→ **Short task**
Reproduce every line of the listing below verbatim, from the first line to the last.

☆ ☆ ☆ ☆

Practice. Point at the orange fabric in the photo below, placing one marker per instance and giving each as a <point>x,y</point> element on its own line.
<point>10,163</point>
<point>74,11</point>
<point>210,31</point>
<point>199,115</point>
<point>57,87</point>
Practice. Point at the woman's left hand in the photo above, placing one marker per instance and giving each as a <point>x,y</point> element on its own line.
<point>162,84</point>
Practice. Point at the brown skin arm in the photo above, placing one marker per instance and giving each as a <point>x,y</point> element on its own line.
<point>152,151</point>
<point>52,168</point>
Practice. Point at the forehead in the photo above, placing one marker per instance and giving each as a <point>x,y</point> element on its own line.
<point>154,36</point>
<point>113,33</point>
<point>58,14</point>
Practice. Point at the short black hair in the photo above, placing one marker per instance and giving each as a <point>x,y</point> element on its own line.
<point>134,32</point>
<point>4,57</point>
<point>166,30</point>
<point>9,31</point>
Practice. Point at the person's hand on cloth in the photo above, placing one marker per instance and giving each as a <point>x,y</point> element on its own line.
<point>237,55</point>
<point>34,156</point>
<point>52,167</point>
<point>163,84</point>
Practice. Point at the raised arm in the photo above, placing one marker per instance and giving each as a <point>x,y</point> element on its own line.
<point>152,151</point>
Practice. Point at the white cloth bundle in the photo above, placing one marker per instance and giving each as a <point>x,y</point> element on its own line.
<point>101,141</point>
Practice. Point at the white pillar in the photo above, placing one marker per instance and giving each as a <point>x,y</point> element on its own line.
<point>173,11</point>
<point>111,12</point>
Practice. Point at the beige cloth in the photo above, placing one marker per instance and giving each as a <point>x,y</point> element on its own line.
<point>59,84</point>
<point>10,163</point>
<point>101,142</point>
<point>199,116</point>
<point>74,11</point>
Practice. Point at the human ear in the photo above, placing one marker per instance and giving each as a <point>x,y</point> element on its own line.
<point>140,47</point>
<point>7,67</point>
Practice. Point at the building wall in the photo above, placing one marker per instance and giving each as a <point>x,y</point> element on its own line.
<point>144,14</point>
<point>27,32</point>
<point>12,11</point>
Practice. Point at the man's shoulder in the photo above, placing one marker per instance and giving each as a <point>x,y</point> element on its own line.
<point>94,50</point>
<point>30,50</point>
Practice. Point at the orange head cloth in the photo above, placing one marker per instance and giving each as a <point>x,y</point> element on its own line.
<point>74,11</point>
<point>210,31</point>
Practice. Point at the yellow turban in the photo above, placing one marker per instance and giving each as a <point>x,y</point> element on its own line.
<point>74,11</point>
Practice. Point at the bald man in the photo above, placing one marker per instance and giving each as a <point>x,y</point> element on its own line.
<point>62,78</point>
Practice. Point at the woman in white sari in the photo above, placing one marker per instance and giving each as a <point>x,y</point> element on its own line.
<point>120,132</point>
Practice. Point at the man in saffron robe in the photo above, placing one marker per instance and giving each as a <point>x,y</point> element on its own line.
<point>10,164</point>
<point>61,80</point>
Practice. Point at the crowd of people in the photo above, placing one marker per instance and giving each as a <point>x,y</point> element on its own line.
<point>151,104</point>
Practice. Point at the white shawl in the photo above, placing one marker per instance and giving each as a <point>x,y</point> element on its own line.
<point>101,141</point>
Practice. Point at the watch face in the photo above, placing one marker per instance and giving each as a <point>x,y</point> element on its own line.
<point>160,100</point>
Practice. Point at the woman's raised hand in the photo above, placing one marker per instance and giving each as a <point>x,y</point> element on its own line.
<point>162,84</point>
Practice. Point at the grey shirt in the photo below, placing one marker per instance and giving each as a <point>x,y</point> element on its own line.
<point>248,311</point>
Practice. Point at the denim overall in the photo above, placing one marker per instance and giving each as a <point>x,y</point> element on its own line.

☆ ☆ ☆ ☆

→ **Exercise solution**
Practice. Point at the orange fabric in the photo below, placing one marker per instance and giving each as a <point>x,y</point> element on its own line.
<point>10,163</point>
<point>74,11</point>
<point>210,31</point>
<point>199,115</point>
<point>57,87</point>
Practice. Point at the woman's left hand in the photo above, placing one marker per instance and giving each as a <point>x,y</point> element on its own line.
<point>162,84</point>
Practice. Point at the brown skin arm in the photo above, placing one marker per instance and giving each as a <point>x,y</point> element on its own line.
<point>152,151</point>
<point>52,168</point>
Practice. Point at the forehead in the photo above, placing one marker per instance and giving each as a <point>x,y</point> element on its own line.
<point>154,36</point>
<point>113,33</point>
<point>58,14</point>
Practice. Point at the short black hair in the photo above, placing one marker per instance and giving each as a <point>x,y</point> element on its own line.
<point>134,32</point>
<point>4,57</point>
<point>166,30</point>
<point>9,31</point>
Practice. Point at the person's hand on cloth in the photo above, placing one marker per instance and giving each as a <point>x,y</point> element on its own line.
<point>237,55</point>
<point>34,156</point>
<point>52,167</point>
<point>163,84</point>
Practice. Point at the raised arm in the photo above, placing one marker per instance and giving each as a <point>x,y</point> element on its own line.
<point>152,151</point>
Practice. Point at the white cloth bundle in the photo above, placing one marker per instance and giving each as a <point>x,y</point> element on its own line.
<point>101,141</point>
Practice. Point at the white pillar in the photo above, placing one marker per instance and giving each as a <point>x,y</point> element on its own line.
<point>173,11</point>
<point>111,12</point>
Practice. Point at the beige cloth in the photo above, placing one marker per instance and giving each as a <point>x,y</point> element on its own line.
<point>59,84</point>
<point>10,163</point>
<point>101,142</point>
<point>199,116</point>
<point>74,11</point>
Practice. Point at the human ear in the photo above, placing one marker per instance and giving each as a <point>x,y</point> element on its own line.
<point>140,47</point>
<point>7,67</point>
Practice. Point at the building wall in the photo above, placing one marker per instance and giving each as a <point>x,y</point> element on its own line.
<point>144,14</point>
<point>27,32</point>
<point>12,11</point>
Practice. Point at the man's shoulder in the photo above, placing one marker per instance and giving each as a <point>x,y</point> element on its own line.
<point>94,50</point>
<point>30,50</point>
Practice. Point at the orange head cloth in the photo above, placing one marker per instance and giving each as a <point>x,y</point> element on its own line.
<point>74,11</point>
<point>210,31</point>
Practice. Point at the yellow turban in the photo above, placing one marker per instance and giving each as a <point>x,y</point> element on its own line.
<point>74,11</point>
Practice. Point at the bald man in the photo above, placing one marker per instance and giving each as a <point>x,y</point> element on its own line.
<point>62,78</point>
Practice. Point at the woman in white sari in the photo above, placing one marker per instance and giving each as a <point>x,y</point> element on its own line.
<point>120,132</point>
Practice. Point at the man in saffron robe in the photo above, placing one marker per instance and giving each as a <point>x,y</point> element on its own line.
<point>10,164</point>
<point>61,80</point>
Practice. Point at the crowd of people in the photo above, placing one marker per instance and giving each as a <point>x,y</point> element on its own line.
<point>151,104</point>
Practice. Point at the white shawl in the photo above, placing one marker per instance and giving each as a <point>x,y</point> element on its own line.
<point>101,141</point>
Practice. Point at the watch face in the photo above, placing one marker per instance and giving each as a <point>x,y</point> element on its own line.
<point>160,100</point>
Practice. Point at the woman's raised hand in the photo above, placing one marker per instance and giving each as a <point>x,y</point> element on its own line.
<point>162,84</point>
Practice. Point at the grey shirt in the photo below, placing one marker per instance and giving each as a <point>x,y</point> element on its own line.
<point>248,311</point>
Practice. Point at the denim overall in the photo above, placing one marker per instance and giving each as a <point>x,y</point> element on its own line.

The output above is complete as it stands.